Description of the task -
Begin at the line that contains "Target: sign reading '3. oktober 2010'" and repeat every line from there to the end of the records below, inclusive, without adding any other line.

##### Excerpted records

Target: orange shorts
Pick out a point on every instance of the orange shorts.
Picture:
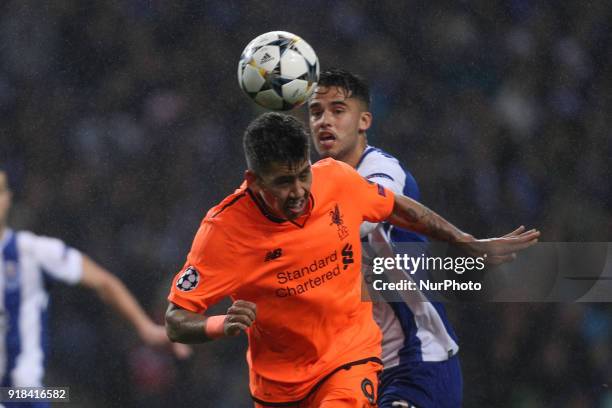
(355, 387)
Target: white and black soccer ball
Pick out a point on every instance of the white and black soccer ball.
(188, 280)
(278, 70)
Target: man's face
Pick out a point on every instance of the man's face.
(336, 122)
(5, 198)
(285, 189)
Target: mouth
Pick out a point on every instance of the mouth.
(296, 207)
(326, 139)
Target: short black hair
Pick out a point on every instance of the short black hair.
(275, 138)
(354, 85)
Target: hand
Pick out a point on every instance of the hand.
(240, 316)
(503, 249)
(155, 336)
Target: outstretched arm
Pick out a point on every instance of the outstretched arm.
(412, 215)
(113, 292)
(185, 326)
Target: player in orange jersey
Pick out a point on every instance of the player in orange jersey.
(286, 248)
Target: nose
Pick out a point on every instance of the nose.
(297, 189)
(324, 120)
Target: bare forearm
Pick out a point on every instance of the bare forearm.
(184, 326)
(412, 215)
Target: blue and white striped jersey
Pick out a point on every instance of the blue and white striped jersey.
(415, 330)
(26, 262)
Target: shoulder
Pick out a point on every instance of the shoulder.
(229, 209)
(380, 166)
(331, 167)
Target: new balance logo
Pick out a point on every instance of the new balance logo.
(265, 58)
(347, 255)
(273, 254)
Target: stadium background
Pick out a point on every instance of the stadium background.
(121, 121)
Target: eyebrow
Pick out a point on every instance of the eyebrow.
(336, 102)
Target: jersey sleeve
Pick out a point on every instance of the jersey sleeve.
(374, 201)
(210, 272)
(56, 259)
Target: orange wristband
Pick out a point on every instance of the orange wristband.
(214, 326)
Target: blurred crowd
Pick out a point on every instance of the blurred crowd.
(121, 124)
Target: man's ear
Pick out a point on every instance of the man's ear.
(251, 178)
(365, 121)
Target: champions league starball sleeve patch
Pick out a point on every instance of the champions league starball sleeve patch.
(189, 280)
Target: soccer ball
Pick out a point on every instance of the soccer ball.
(278, 70)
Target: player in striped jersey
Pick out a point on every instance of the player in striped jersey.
(421, 367)
(27, 261)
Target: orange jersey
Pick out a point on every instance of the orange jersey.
(304, 276)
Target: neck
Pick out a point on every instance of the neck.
(353, 158)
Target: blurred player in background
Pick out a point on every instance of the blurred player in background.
(286, 248)
(27, 261)
(419, 348)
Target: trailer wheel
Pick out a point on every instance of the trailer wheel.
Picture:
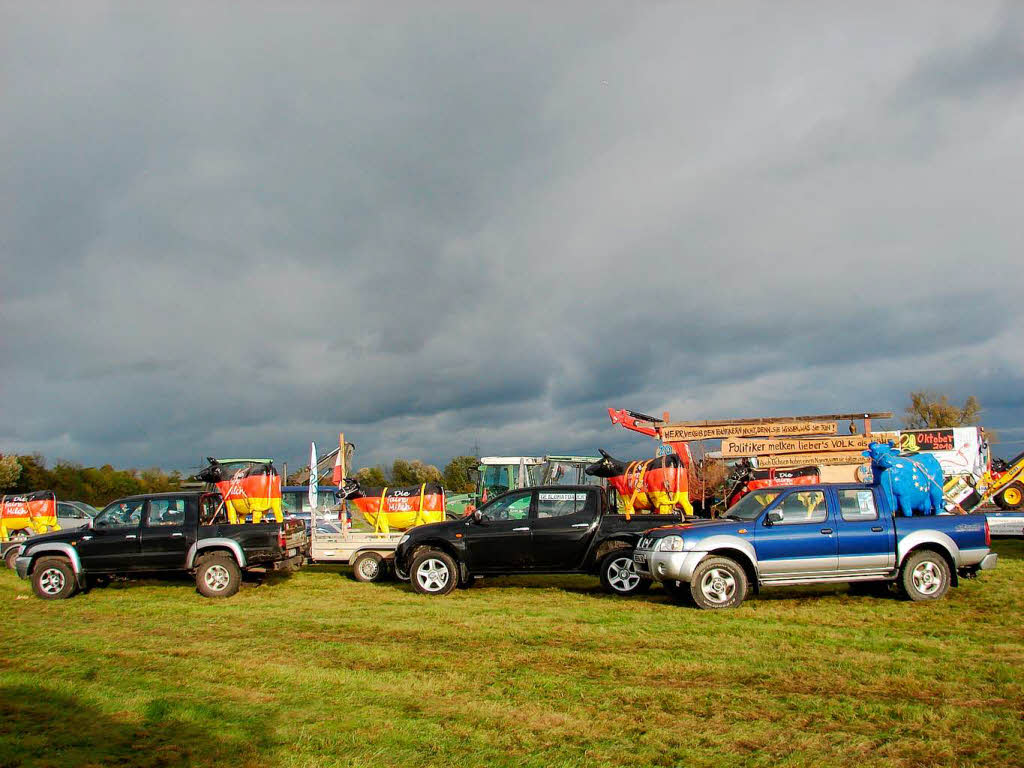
(53, 579)
(1012, 497)
(925, 576)
(369, 566)
(433, 572)
(619, 573)
(718, 583)
(218, 576)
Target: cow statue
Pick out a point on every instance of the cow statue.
(397, 508)
(659, 484)
(32, 513)
(913, 483)
(254, 489)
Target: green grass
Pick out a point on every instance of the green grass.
(317, 670)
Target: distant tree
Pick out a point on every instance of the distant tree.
(372, 477)
(10, 470)
(928, 410)
(414, 472)
(457, 474)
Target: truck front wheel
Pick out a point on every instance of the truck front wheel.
(433, 572)
(619, 573)
(218, 576)
(718, 583)
(1011, 498)
(53, 579)
(925, 576)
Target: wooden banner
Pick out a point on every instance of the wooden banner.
(801, 460)
(734, 446)
(682, 433)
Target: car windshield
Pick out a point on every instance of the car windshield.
(751, 505)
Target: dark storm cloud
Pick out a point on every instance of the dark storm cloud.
(231, 232)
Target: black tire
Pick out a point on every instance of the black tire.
(679, 592)
(217, 577)
(433, 572)
(53, 579)
(925, 576)
(1011, 498)
(718, 583)
(619, 573)
(369, 567)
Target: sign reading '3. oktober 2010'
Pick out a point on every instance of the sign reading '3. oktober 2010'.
(684, 432)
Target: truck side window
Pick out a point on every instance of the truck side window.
(510, 507)
(857, 504)
(560, 504)
(803, 506)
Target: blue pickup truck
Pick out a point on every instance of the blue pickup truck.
(813, 535)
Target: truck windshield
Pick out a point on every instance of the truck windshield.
(751, 505)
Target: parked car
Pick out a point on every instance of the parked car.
(545, 529)
(814, 535)
(177, 531)
(75, 514)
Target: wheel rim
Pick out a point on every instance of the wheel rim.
(718, 586)
(51, 581)
(217, 578)
(927, 578)
(623, 574)
(432, 574)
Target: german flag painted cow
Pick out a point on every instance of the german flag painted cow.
(33, 513)
(659, 484)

##########

Written reply -
Target: sign reading '3. oktober 2010'
Pick out a point on every instance of the sign reading '3. oktober 2010'.
(684, 432)
Target: truck side window
Pick out a point on every instance of the truck side window.
(510, 507)
(857, 504)
(560, 504)
(803, 506)
Target: blue pickup truck
Pick out a point on every instance of the blue pickup truck.
(813, 535)
Target: truck windshield
Pick out a point on every instance of the truck windshield.
(751, 505)
Target: parked car
Pick out a point on every instance of the parked car.
(545, 529)
(814, 535)
(177, 531)
(75, 514)
Target: wheel rim
Pick out a point on every instance of the wheel rim.
(718, 586)
(51, 581)
(217, 578)
(927, 578)
(623, 574)
(432, 574)
Target: german flag painted cow
Pick out a point on every instance of the german flag painted cow.
(33, 513)
(659, 484)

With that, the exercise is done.